**Fragment:**
※ ※ ※

Uit de kast

Uit de kast

19 oktober 2023 2 Door Bonnie

Beneden in het Atrium van ons appartementencomplex hangt naast de lift een memobord aan de muur. Ik weet niet eens meer wanneer ik er mee begonnen ben, maar ieder weekend hang ik daar een spreuk op. Vaak geïnspireerd op die van de welbekende “Loesje”-posters, of ik struin het internet af naar grappige of voor dat moment toepasselijke quotes.
Die van het afgelopen weekend luidde: “Zo, dat was de zomer. Nu is het tijd voor de stoere jaargetijden”

※ ※ ※

**Invoerrijen:**
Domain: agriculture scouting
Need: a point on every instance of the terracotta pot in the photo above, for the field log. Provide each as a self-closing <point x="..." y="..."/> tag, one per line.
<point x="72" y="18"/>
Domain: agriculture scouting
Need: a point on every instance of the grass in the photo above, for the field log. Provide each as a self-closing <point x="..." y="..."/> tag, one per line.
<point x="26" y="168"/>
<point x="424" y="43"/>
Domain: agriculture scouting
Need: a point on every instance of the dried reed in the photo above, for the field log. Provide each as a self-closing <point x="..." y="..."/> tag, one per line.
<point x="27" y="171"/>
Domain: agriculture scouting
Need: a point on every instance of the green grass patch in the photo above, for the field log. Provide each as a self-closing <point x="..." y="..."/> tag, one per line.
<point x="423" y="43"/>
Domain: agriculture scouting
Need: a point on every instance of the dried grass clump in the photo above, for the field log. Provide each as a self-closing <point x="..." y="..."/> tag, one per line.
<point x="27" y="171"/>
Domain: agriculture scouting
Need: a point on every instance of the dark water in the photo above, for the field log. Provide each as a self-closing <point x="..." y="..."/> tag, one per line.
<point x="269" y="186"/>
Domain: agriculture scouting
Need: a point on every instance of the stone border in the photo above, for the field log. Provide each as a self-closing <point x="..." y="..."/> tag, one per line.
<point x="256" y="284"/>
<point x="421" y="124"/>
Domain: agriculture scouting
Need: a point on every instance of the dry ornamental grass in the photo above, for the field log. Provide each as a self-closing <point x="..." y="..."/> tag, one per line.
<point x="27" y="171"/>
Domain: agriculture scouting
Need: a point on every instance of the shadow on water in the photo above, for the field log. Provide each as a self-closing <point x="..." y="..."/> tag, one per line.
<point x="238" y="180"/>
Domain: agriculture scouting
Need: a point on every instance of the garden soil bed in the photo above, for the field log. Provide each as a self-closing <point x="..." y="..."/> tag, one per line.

※ ※ ※

**Opdrachten:**
A. Verzamel elke regel uit de rijen waarin de tekenreeks "dried" voorkomt. De zoekopdracht is hoofdlettergevoelig.
B. Zet het fragment over de spreuken op het memobord bij de lift voort, te beginnen na de laatste zin.
Het fragment en de rijen komen uit verschillende bronnen.

**Uitwerkingen:**
A.
Need: a point on every instance of the dried reed in the photo above, for the field log. Provide each as a self-closing <point x="..." y="..."/> tag, one per line.
Need: a point on every instance of the dried grass clump in the photo above, for the field log. Provide each as a self-closing <point x="..." y="..."/> tag, one per line.

B.
En zo is het. Door het raam zie ik hoe de boom naast ons huis enthousiast met zijn takken naar mij zwaait. Daarbij verliest hij een aantal bruine en gele bladeren. Voor je het weet, is het laatste groen ook verkleurd. Als dat uiteindelijk ook loslaat, kijk ik weer maanden tegen een kale takkenbos aan. Geeft niet, ieder seizoen heeft wel iets speciaals -vind ik. Het lijkt alleen zo snel te gaan dit jaar…
Zomer, waar was je? Of nee.. het is anders: Zomer jij was er wel, maar ik was er niet.

De zomer was tot het afgelopen weekend nog volop terug te vinden in mijn kledingkast in de vorm van fleurige zomerjurkjes. In het voorjaar leek ik gestoken door een werkbij en had ik mijn wintergarderobe rigoureus opgeruimd. Hiervoor in de plaats, hingen vrolijke printjes en frisse kleurtjes “terug uit de mottenballen” te wachten op mooi weer.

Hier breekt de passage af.